What you need to do – Reproduce every line of the items below, character for character.

[Annotation items]
_ _ _ _ _ _ _

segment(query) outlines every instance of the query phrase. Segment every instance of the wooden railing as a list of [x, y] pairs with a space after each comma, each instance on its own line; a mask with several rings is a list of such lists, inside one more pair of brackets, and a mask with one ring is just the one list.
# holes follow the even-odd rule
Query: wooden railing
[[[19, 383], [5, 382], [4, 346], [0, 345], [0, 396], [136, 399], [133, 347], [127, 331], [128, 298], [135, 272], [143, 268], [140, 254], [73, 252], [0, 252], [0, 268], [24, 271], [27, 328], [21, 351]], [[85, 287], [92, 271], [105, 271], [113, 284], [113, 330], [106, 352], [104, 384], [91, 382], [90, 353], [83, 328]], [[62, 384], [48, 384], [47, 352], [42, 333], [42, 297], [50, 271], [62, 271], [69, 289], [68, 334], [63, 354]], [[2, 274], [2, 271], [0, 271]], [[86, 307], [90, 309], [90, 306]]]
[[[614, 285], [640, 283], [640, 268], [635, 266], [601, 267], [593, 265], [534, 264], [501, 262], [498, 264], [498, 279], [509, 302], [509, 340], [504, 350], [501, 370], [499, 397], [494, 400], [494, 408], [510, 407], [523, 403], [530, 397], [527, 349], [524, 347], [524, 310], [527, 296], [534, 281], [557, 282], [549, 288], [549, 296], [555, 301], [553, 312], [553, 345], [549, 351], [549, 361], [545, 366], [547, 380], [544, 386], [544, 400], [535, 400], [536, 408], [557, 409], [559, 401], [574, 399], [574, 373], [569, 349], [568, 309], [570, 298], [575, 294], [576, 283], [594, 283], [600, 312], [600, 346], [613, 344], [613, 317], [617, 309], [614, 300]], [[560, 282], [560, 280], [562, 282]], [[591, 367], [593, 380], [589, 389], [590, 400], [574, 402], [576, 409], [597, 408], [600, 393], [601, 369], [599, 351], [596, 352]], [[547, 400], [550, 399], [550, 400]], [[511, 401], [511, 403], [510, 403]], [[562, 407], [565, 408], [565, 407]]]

_ _ _ _ _ _ _

Task response –
segment(query) outlines every instance of the query phrase. Segment every instance of the wooden railing as a list of [x, y] pairs with a space after each comma, each instance on its own line; a mask with several rings is a list of such lists, inside one more pair of brackets, and a mask with one ring is just the one list.
# holes follow the even-odd rule
Query: wooden railing
[[[19, 383], [5, 382], [4, 346], [0, 345], [0, 396], [136, 399], [133, 347], [127, 331], [128, 298], [135, 272], [143, 268], [140, 254], [73, 252], [0, 252], [0, 268], [24, 271], [27, 328], [21, 351]], [[85, 287], [92, 271], [105, 271], [113, 284], [113, 330], [106, 352], [104, 384], [91, 382], [90, 353], [83, 328]], [[62, 384], [48, 384], [47, 352], [42, 333], [42, 297], [50, 271], [62, 271], [69, 289], [68, 334], [63, 354]], [[2, 274], [2, 271], [0, 271]], [[86, 307], [90, 309], [90, 306]]]
[[[614, 285], [640, 283], [640, 268], [635, 266], [601, 267], [593, 265], [534, 264], [501, 262], [498, 264], [498, 279], [509, 302], [509, 340], [504, 350], [501, 370], [499, 397], [494, 400], [494, 408], [510, 407], [523, 403], [530, 397], [527, 349], [524, 347], [524, 310], [527, 296], [534, 281], [557, 282], [549, 288], [549, 296], [555, 301], [553, 312], [553, 345], [549, 351], [549, 361], [545, 366], [547, 380], [544, 386], [544, 400], [535, 400], [536, 408], [557, 409], [559, 401], [574, 399], [574, 373], [569, 349], [568, 309], [570, 298], [575, 294], [576, 283], [594, 283], [600, 312], [600, 346], [613, 344], [613, 317], [617, 309], [614, 300]], [[560, 282], [560, 280], [562, 282]], [[591, 367], [593, 380], [589, 389], [590, 400], [574, 402], [576, 409], [597, 408], [600, 393], [601, 369], [599, 351], [596, 352]], [[547, 400], [550, 399], [550, 400]], [[511, 401], [511, 403], [510, 403]], [[562, 407], [565, 408], [565, 407]]]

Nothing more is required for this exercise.